:: Referring expression grounding data ::

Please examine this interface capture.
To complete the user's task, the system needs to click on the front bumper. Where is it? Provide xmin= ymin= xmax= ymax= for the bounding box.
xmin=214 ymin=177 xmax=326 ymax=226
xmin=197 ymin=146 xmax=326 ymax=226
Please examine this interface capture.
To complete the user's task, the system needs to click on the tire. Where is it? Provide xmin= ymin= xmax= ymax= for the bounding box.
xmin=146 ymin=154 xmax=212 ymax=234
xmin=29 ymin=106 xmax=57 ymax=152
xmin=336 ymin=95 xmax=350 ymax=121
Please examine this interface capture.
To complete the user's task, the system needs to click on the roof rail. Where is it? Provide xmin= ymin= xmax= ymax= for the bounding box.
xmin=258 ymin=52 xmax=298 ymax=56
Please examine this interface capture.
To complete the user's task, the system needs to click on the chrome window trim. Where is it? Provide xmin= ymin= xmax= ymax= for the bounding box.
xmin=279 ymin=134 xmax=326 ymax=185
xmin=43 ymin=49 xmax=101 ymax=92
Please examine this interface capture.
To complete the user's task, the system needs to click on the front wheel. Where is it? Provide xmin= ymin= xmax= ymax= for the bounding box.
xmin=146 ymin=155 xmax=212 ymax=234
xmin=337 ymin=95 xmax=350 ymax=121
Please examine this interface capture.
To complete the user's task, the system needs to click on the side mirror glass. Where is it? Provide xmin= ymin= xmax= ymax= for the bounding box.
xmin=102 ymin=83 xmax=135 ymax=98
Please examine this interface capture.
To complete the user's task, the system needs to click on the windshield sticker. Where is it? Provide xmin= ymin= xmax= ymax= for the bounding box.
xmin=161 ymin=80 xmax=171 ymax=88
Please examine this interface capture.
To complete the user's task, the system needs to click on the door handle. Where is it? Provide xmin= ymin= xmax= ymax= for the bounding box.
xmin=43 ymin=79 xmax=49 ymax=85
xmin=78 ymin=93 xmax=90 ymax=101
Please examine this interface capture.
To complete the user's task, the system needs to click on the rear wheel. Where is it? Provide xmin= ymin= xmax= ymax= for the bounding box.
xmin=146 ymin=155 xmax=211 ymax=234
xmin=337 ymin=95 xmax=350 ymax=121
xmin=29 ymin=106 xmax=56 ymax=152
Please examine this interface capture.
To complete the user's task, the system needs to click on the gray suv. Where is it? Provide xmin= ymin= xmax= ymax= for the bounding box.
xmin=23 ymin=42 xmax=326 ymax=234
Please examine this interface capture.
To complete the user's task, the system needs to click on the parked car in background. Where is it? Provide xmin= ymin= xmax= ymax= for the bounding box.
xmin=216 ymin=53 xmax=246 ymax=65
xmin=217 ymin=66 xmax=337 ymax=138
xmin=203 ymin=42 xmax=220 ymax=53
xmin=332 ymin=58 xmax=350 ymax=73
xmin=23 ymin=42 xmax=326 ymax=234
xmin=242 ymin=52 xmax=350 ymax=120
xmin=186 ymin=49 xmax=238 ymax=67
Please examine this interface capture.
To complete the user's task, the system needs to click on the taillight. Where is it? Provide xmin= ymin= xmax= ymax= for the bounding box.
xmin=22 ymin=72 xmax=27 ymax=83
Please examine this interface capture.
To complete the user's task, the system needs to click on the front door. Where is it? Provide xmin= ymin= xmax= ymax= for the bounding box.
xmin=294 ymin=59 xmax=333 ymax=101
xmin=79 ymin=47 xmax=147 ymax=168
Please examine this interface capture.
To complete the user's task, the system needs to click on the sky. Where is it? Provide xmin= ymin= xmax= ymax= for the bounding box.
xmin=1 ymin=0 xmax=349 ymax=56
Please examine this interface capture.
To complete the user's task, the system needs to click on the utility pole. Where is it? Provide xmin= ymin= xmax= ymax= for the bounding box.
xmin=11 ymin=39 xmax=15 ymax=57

:: Problem to work on ::
What you return should consist solely of the lines from the one containing "on the utility" through the end of the entries above, reproduced exactly.

:: Written solution ::
To complete the user's task, the system needs to click on the utility pole. Where is it? Provide xmin= ymin= xmax= ymax= for the bounding box.
xmin=11 ymin=39 xmax=15 ymax=57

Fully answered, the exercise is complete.